Ni Alfonso Munio, ni El príncipe de Viana presentan la menor consanguinidad con el romanticismo. Alfonso Munio, por la sencillez y derechura de su argumento, recuerda el modo constructivo de Alfieri. Se observan en esta obra, de inspiración tan robusta y brillante, las unidades dramáticas y el único metro empleado en toda ella es el romance endecasílabo. El príncipe de Viana ya no es de la misma hechura clásica; pero aunque no se observen las unidades tampoco puede considerarse como un drama romántico. Su elaboración parece indicar una menor rigidez en la interpretación y seguimiento de los cánones neoclásicos, mas todavía se advierte, a través de sus escenas y de su metrificación, un aire de familia que nos retrotrae a los tiempos de Quintana y Cienfuegos. Recaredo573, en cambio, está escrito en diversidad de metros: romances octosílabos y endecasílabos, octavas, redondillas y quintillas. No se respetan en él las unidades de tiempo y de lugar; circunstancias que le apartan más de las anteriores concepciones. Sin embargo, ni este drama sobre la unión religiosa y política del imperio visigótico, ni Saúl, ni Baltasar rompen del todo con la severidad y desnudez del teatro clásico. A la Avellaneda habría que colocarla un poco aparte de sus coetáneos en la literatura dramática. No será fácil encontrar en sus creaciones, dado el fino sentido del arte que poseía y su ecléctico distanciamiento de los extremismos de escuela: las complicaciones exageradas, el excesivo lirismo, las truculencias melodramáticas, los abultamientos y deformación de los caracteres y la incontinencia, salvo raras excepciones, respecto de la verdad histórica, de que hicieron gala y alarde nuestros autores románticos.

¿A qué obedece este hecho? A nuestro juicio, a que el hervor literario de 1835 y años siguientes había pasado ya cuando la Avellaneda advino al teatro. La exaltación creadora que había producido el Don Álvaro, El Trovador y Los amantes de Teruel se iba trasformando en mesura y aquilatamiento de los valores estéticos, y lo que se perdía en ímpetu, lozanía y abundancia se ganaba en equilibrio y conformidad con la naturaleza de las cosas. Ventura de la Vega, que si pagó algún tributo al gusto de la época, estuvo siempre muy apartado de sus exageraciones, daba a la escena en 1845 El hombre de mundo, valiosísima joya de nuestro teatro y espléndido despuntar de una nueva modalidad dramática que había de tener notables cultivadores en don Adelardo López de Ayala y don Manuel Tamayo y Baus. Las riadas no pueden durar eternamente. En cuanto los revueltos elementos se serenan y aquietan, devolviendo la haz a las cosas creadas, las aguas vuelven a su nivel ordinario. Los arrestos con que nuestros autores románticos pusieron su planta en el recinto de Melpómene, a quien habían despojado de sus atributos más característicos: la calidad de los personajes, la grandeza y señorío de los afectos, la serenidad y sencillez de la forma, empezaban a constreñirse de acuerdo con normas prefijadas y contrastadas por el arte mismo, y como consecuencia de esta mudanza desaparecieron, si no del todo, muy considerablemente, los excesos románticos.

§ §

OBJETIVO DEL EJERCICIO >>
Contesta con datos del fragmento sobre el teatro de la Avellaneda:
1. ¿Qué metro se emplea en toda Alfonso Munio?
2. ¿Qué unidades no se respetan en Recaredo?
3. ¿En qué año dio Ventura de la Vega a la escena El hombre de mundo?

FILAS >>
§ §

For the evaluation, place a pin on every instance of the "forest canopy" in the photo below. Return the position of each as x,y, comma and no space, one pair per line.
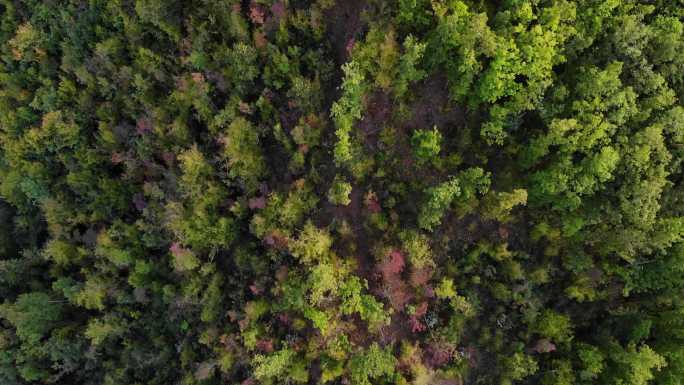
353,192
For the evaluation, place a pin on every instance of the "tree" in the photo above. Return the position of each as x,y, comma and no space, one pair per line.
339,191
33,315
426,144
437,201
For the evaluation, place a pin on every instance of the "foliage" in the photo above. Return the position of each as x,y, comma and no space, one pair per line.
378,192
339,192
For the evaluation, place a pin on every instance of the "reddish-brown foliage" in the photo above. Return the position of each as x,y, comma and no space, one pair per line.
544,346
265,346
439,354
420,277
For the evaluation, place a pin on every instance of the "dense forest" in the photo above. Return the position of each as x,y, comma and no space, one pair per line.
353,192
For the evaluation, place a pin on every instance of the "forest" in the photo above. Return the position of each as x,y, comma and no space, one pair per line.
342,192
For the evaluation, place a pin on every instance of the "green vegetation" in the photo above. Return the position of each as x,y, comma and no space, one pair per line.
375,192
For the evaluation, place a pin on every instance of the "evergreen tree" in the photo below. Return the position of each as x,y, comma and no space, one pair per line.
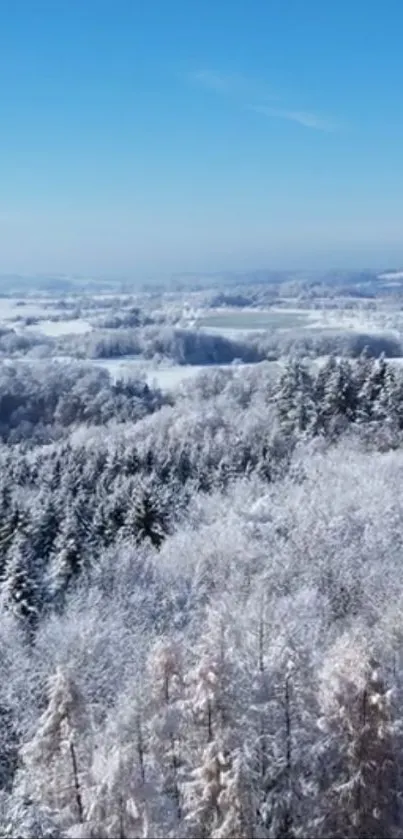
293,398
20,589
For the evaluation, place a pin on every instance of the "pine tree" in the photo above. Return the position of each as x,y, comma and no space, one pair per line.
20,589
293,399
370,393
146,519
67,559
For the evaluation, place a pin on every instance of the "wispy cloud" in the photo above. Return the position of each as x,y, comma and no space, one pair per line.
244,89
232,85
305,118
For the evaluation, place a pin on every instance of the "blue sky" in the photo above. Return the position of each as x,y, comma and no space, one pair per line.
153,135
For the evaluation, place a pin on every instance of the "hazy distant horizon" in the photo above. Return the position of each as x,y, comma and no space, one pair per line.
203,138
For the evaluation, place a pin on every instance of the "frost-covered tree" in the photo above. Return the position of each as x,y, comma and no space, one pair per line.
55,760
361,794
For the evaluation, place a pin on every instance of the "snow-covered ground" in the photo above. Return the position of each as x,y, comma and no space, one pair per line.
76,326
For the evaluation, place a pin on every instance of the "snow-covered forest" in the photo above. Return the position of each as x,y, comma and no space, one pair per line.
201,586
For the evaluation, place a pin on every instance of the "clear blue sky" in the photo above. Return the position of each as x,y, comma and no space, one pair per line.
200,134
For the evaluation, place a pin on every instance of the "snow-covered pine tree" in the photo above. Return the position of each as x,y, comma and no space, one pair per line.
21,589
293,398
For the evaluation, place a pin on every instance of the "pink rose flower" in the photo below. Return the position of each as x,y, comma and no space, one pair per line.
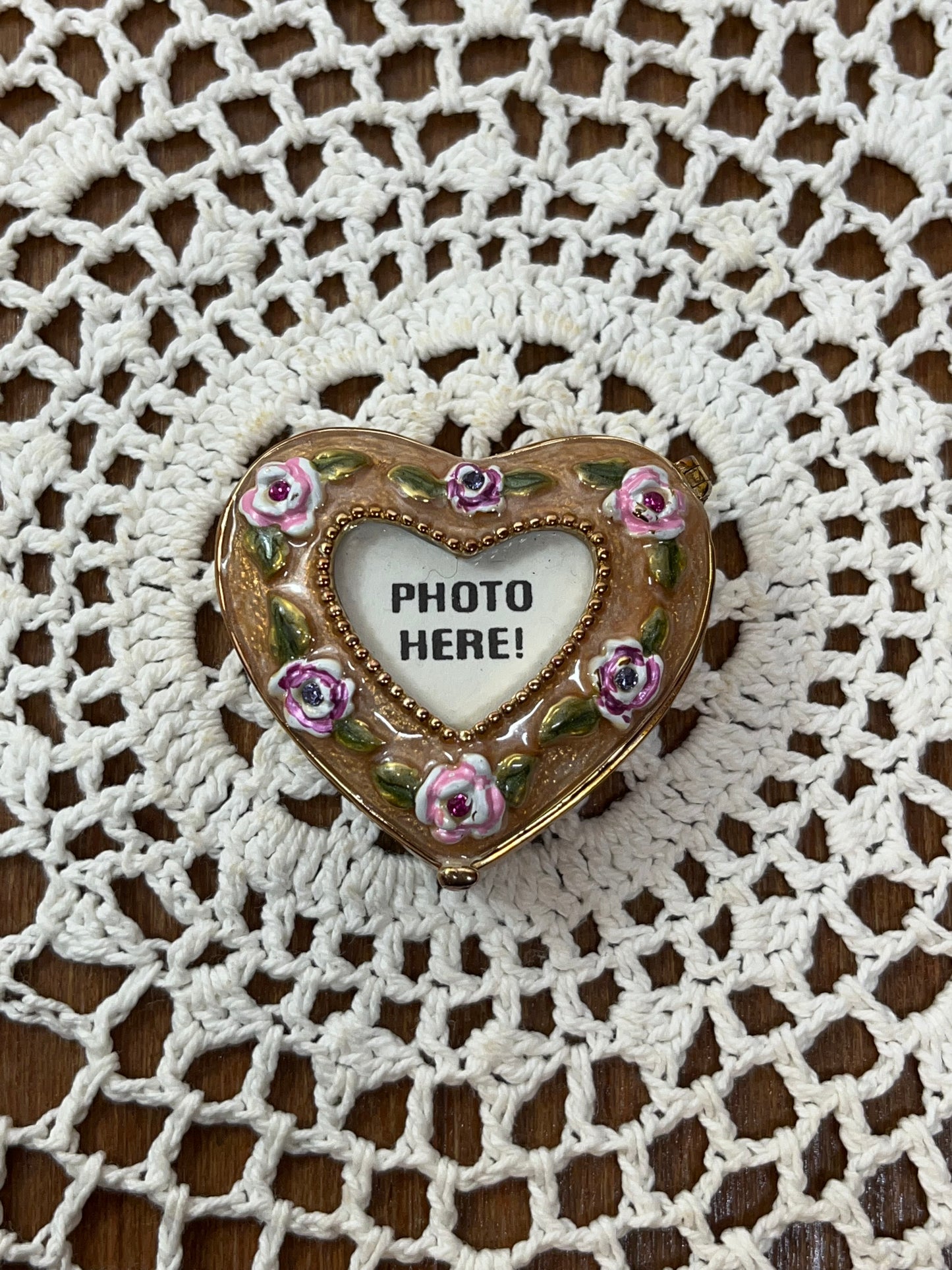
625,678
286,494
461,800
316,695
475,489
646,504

§ §

RESPUESTA >>
1. El romance endecasílabo.
2. Las de tiempo y de lugar.
3. En 1845.